══ EXCERPT PROVIDED

Development Blog: Custom Image Vectorizer for TCG Card Recognition

Custom Image Vectorizer for TCG Card Recognition

Nov 14, 2025

If you missed the previous couple of posts, here’s a quick recap: several approaches to recognizing MTG cards were tested, but none delivered the right balance between performance and accuracy.

We’re still running everything on a Raspberry Pi 5 (8 GB) without any TPU or GPU, aiming to stay within 0.5 seconds from photo capture to card detection and identification, complete with the sorting properties.

So I’ve already jumped headfirst into the rabbit hole of image vectorization.

For storing reference vectors of MTG cards, I’m using PostgreSQL + pgvector. Our own benchmarks show that finding the 30 nearest vectors (dim = 2048) in a database of 128 000 entries takes about 0.36 seconds.

That leaves roughly 0.14 seconds for the recognition itself — which sounds unrealistic.

So naturally… challenge accepted — let’s dive even deeper down the rabbit hole! ;)

What Vectorization Really Means

Very simply put, vectorization is the process of forming a sequence of numbers, where each number reflects a single property of an object. The higher the value, the stronger that property is expressed.

In a sense, it can be seen as a spectral signature of the object, or as the coordinate of a point in space — and if you draw a line from the origin to that point, you get a vector. That’s exactly what gives the process its name: vectorization.

════
══ SUPPLIED RECORDS

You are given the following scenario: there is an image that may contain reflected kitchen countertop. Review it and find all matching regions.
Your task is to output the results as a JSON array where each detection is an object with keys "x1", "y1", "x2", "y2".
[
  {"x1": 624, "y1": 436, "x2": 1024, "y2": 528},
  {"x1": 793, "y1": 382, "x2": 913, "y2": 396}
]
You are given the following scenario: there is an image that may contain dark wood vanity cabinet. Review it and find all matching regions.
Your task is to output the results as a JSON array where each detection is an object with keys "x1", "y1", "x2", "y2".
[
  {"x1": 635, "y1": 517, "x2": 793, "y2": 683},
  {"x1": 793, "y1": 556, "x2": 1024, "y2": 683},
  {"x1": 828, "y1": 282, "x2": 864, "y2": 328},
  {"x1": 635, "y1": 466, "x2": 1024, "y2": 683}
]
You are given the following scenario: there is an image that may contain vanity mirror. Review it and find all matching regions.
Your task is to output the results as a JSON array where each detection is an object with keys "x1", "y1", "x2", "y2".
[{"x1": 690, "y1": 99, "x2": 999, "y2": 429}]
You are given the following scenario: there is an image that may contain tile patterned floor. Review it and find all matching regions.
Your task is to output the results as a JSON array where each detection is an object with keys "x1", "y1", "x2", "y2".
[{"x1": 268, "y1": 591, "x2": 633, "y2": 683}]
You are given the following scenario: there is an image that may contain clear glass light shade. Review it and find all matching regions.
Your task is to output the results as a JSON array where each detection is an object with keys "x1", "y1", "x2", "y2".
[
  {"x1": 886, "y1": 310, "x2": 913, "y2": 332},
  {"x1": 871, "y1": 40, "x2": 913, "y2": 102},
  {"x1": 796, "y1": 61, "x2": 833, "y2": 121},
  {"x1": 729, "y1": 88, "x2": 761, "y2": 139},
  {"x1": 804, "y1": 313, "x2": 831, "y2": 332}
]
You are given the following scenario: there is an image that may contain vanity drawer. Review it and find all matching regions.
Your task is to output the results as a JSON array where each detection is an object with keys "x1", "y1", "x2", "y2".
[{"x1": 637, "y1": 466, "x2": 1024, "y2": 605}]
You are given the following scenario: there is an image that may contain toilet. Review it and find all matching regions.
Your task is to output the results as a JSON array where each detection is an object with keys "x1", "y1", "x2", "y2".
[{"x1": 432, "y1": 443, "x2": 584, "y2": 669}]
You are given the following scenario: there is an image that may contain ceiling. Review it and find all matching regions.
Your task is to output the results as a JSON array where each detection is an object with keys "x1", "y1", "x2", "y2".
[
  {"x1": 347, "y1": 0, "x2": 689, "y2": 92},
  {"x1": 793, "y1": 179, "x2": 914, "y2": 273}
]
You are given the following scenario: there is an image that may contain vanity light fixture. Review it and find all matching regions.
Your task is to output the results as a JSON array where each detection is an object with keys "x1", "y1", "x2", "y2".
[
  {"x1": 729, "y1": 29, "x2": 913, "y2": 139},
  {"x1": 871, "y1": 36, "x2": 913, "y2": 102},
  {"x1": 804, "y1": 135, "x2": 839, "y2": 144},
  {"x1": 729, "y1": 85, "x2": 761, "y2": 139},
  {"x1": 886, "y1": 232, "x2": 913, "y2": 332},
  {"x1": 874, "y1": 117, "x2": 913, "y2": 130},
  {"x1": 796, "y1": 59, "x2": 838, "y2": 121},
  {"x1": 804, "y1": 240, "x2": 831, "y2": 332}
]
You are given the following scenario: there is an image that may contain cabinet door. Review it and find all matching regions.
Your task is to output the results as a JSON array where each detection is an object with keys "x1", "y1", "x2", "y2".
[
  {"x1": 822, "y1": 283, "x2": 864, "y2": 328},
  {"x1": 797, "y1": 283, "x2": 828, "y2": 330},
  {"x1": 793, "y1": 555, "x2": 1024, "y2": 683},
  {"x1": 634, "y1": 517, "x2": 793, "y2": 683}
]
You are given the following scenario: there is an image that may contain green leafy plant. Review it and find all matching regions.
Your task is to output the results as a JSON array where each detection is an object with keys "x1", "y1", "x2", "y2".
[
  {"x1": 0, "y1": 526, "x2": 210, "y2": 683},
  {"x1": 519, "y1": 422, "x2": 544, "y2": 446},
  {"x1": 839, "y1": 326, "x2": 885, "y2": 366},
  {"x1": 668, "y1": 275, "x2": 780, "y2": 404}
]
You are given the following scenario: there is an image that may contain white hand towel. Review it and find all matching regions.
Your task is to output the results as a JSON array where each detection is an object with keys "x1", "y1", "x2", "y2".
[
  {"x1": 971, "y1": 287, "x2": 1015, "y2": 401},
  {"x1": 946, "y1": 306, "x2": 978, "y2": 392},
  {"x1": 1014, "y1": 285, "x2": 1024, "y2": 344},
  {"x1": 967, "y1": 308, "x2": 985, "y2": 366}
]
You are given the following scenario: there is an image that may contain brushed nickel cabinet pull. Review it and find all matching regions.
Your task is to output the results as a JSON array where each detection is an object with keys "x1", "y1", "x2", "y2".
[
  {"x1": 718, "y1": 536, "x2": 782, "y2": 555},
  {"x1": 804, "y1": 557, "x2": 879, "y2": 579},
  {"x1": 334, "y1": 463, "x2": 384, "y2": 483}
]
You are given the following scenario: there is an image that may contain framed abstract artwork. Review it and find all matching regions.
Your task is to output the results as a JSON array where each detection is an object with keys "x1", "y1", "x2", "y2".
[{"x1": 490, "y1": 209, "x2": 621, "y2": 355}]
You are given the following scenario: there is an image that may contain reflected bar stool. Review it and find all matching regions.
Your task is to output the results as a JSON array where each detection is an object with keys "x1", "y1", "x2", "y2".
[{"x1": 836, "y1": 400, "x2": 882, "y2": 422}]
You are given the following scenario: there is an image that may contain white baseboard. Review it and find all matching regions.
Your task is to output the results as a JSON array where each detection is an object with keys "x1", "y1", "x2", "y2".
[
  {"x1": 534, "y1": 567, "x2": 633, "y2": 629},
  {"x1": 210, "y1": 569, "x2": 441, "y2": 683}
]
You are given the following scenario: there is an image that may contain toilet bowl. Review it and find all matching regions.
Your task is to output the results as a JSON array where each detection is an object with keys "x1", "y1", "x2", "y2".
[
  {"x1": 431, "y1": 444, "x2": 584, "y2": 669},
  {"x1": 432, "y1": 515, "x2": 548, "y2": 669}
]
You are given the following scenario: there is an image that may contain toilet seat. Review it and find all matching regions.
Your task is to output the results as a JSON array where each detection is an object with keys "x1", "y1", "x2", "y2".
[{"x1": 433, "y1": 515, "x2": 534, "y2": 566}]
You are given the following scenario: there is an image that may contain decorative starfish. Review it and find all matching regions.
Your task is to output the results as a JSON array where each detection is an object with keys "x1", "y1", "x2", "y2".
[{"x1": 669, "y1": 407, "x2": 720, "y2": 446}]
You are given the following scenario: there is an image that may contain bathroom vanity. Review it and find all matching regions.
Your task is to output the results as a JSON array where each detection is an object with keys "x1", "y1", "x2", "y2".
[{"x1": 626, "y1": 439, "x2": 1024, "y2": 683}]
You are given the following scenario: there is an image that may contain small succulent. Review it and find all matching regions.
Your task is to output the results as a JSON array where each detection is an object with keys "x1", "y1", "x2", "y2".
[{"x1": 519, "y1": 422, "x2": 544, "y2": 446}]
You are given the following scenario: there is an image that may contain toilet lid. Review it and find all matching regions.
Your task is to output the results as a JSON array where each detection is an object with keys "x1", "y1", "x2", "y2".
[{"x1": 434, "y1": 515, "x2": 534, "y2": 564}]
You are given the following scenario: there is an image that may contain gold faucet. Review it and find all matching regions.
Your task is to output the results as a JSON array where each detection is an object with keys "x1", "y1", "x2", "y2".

════

**WORK TO DO**
1. Copy out of the post, word for word, everything from "For storing reference" down to "rabbit hole! ;)".
2. Find every line in the records that contains the word "vanity", and copy each of those lines.
The post and the records have nothing to do with each other.

**RESPONSES FOR EACH TASK**
1.
For storing reference vectors of MTG cards, I’m using PostgreSQL + pgvector. Our own benchmarks show that finding the 30 nearest vectors (dim = 2048) in a database of 128 000 entries takes about 0.36 seconds.

That leaves roughly 0.14 seconds for the recognition itself — which sounds unrealistic.

So naturally… challenge accepted — let’s dive even deeper down the rabbit hole! ;)

2.
You are given the following scenario: there is an image that may contain dark wood vanity cabinet. Review it and find all matching regions.
You are given the following scenario: there is an image that may contain vanity mirror. Review it and find all matching regions.
You are given the following scenario: there is an image that may contain vanity drawer. Review it and find all matching regions.
You are given the following scenario: there is an image that may contain vanity light fixture. Review it and find all matching regions.
You are given the following scenario: there is an image that may contain bathroom vanity. Review it and find all matching regions.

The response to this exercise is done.